> _REQUEST_:
Turn the records, from their start up to and including the line with "POLYGON ((258 294, 261", into a numbered list with blank lines omitted. Leave the pictures out.

> _Region annotation items_:
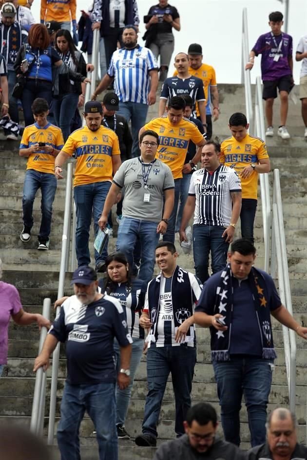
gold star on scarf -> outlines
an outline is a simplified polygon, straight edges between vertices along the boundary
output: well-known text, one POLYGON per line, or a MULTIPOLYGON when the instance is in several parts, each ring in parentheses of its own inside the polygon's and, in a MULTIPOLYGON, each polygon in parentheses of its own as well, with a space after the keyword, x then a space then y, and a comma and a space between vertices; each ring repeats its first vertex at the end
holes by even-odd
POLYGON ((267 301, 266 300, 265 297, 263 297, 262 299, 260 299, 260 306, 267 306, 267 301))
POLYGON ((258 294, 261 294, 262 295, 263 295, 263 289, 260 287, 259 284, 257 285, 257 290, 258 291, 258 294))

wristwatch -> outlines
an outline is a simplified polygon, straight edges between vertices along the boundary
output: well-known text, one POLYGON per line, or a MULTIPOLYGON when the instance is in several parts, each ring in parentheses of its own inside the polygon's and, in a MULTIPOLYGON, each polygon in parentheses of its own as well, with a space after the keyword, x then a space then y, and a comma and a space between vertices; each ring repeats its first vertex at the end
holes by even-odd
POLYGON ((119 372, 120 374, 126 374, 127 377, 130 377, 130 369, 121 369, 119 372))

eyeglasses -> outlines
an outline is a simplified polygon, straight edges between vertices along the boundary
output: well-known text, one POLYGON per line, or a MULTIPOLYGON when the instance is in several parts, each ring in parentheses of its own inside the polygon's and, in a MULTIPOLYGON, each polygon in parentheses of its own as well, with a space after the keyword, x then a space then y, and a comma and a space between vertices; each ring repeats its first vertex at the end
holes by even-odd
POLYGON ((215 437, 215 434, 199 435, 196 433, 190 433, 190 435, 195 441, 211 441, 215 437))
POLYGON ((288 438, 290 436, 293 432, 293 431, 290 430, 288 430, 288 431, 271 431, 271 433, 274 438, 280 438, 282 435, 284 435, 284 436, 288 438))
POLYGON ((148 147, 149 146, 150 146, 151 147, 156 147, 158 145, 156 142, 149 142, 148 141, 143 141, 142 144, 145 147, 148 147))

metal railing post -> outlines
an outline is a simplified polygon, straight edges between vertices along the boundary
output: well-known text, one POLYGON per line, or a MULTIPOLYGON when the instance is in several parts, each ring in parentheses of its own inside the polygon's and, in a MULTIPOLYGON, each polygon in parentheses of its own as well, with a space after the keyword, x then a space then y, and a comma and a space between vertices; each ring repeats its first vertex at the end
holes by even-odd
MULTIPOLYGON (((50 318, 51 300, 49 298, 44 299, 42 315, 47 319, 50 318)), ((42 328, 39 334, 38 354, 42 349, 45 339, 47 336, 46 328, 42 328)), ((30 429, 32 433, 40 435, 42 433, 45 411, 45 395, 46 393, 46 373, 42 368, 39 368, 36 372, 34 394, 31 417, 30 429)))

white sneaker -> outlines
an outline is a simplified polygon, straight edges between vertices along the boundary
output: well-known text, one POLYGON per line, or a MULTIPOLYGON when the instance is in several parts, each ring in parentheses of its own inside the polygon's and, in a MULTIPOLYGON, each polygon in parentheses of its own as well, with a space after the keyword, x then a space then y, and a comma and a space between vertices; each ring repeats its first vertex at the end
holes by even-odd
POLYGON ((280 128, 278 128, 277 134, 279 136, 280 136, 282 139, 290 139, 290 134, 285 126, 281 126, 280 128))
POLYGON ((266 136, 268 137, 272 137, 274 136, 274 128, 272 126, 268 126, 266 131, 266 136))
POLYGON ((9 134, 8 136, 6 136, 7 139, 10 139, 11 141, 18 141, 18 136, 16 136, 16 134, 12 133, 11 134, 9 134))

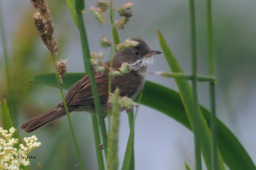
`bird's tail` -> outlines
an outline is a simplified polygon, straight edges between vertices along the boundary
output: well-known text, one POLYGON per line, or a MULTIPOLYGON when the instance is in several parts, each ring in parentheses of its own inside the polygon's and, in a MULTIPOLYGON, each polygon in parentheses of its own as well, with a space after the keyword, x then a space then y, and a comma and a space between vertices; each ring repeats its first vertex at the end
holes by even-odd
MULTIPOLYGON (((68 111, 71 112, 76 110, 77 108, 77 106, 68 106, 68 111)), ((27 121, 21 125, 20 128, 24 129, 27 132, 31 132, 65 115, 66 111, 64 106, 58 106, 27 121)))

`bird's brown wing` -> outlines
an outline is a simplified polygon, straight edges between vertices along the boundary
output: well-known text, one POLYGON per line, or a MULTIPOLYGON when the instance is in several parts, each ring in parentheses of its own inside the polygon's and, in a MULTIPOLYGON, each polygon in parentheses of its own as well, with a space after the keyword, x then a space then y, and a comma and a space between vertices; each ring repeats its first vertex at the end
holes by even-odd
MULTIPOLYGON (((98 94, 100 98, 100 103, 104 103, 108 101, 108 75, 95 74, 95 80, 97 85, 98 94)), ((120 96, 133 95, 140 85, 140 79, 133 71, 122 76, 113 78, 111 82, 111 92, 116 87, 120 91, 120 96)), ((91 89, 91 83, 88 76, 78 81, 68 90, 66 96, 66 101, 69 106, 86 106, 93 104, 93 94, 91 89)))

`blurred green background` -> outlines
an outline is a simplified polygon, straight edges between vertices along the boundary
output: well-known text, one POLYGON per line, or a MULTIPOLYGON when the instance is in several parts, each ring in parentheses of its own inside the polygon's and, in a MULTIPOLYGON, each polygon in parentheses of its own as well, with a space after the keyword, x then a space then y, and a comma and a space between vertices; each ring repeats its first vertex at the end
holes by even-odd
MULTIPOLYGON (((51 59, 33 25, 30 1, 0 0, 4 15, 12 85, 16 102, 18 127, 47 111, 61 101, 58 89, 32 84, 35 74, 52 72, 51 59)), ((116 6, 127 1, 116 1, 116 6)), ((121 41, 141 38, 153 50, 159 50, 159 29, 185 73, 191 71, 190 33, 188 1, 132 1, 133 17, 118 34, 121 41)), ((68 72, 84 71, 78 31, 65 1, 48 1, 56 26, 60 59, 68 59, 68 72)), ((105 60, 110 52, 100 47, 102 35, 111 37, 109 23, 99 25, 90 13, 95 1, 86 1, 84 13, 90 51, 102 51, 105 60)), ((208 73, 205 1, 196 1, 198 72, 208 73)), ((212 1, 214 69, 217 115, 236 135, 256 162, 255 73, 256 1, 212 1)), ((119 17, 116 15, 116 19, 119 17)), ((0 95, 8 95, 4 60, 0 42, 0 95)), ((163 55, 155 56, 148 72, 169 71, 163 55)), ((176 89, 173 80, 148 74, 147 79, 176 89)), ((65 83, 65 82, 64 82, 65 83)), ((209 108, 207 83, 198 85, 199 102, 209 108)), ((86 169, 97 169, 97 159, 90 116, 77 112, 72 121, 86 169)), ((193 136, 191 131, 167 116, 140 107, 135 128, 136 169, 184 169, 184 162, 193 167, 193 136)), ((40 162, 40 169, 79 169, 67 117, 27 134, 35 134, 42 143, 31 155, 31 169, 40 162)), ((129 136, 126 113, 121 116, 119 155, 124 158, 129 136)))

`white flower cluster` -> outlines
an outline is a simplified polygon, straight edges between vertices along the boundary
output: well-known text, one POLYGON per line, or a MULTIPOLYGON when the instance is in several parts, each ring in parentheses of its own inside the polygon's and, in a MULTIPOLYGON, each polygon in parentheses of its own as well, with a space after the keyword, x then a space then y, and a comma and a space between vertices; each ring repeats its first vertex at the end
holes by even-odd
POLYGON ((29 166, 29 161, 27 155, 33 149, 39 147, 41 143, 37 142, 35 136, 24 138, 26 143, 19 145, 19 148, 14 147, 19 142, 18 139, 12 138, 16 129, 12 127, 9 132, 0 127, 0 169, 20 169, 20 166, 29 166))

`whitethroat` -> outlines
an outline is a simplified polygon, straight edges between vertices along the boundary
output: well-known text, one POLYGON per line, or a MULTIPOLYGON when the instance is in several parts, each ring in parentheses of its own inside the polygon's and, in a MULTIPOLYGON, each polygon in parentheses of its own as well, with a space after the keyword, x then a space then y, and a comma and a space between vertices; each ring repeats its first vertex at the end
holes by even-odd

> _ANSWER TO THE PROBLEM_:
1. gold star on scarf -> outlines
2. an outline is a simplified polygon, straight edges between vertices along the boundary
3. output: well-known text, one POLYGON per line, or a MULTIPOLYGON when the instance is in several parts, each ring in parentheses of its own inside the polygon's and, in a MULTIPOLYGON, each polygon in parentheses of its own as well, with a space after the keyword, x then a space then y, and a comma and a space between vertices; each ring repeats its first vertex at the end
4. holes by even-odd
5. POLYGON ((267 301, 266 300, 265 297, 263 297, 262 299, 260 299, 260 306, 267 306, 267 301))
6. POLYGON ((258 294, 261 294, 262 295, 263 295, 263 289, 260 287, 259 284, 257 285, 257 290, 258 291, 258 294))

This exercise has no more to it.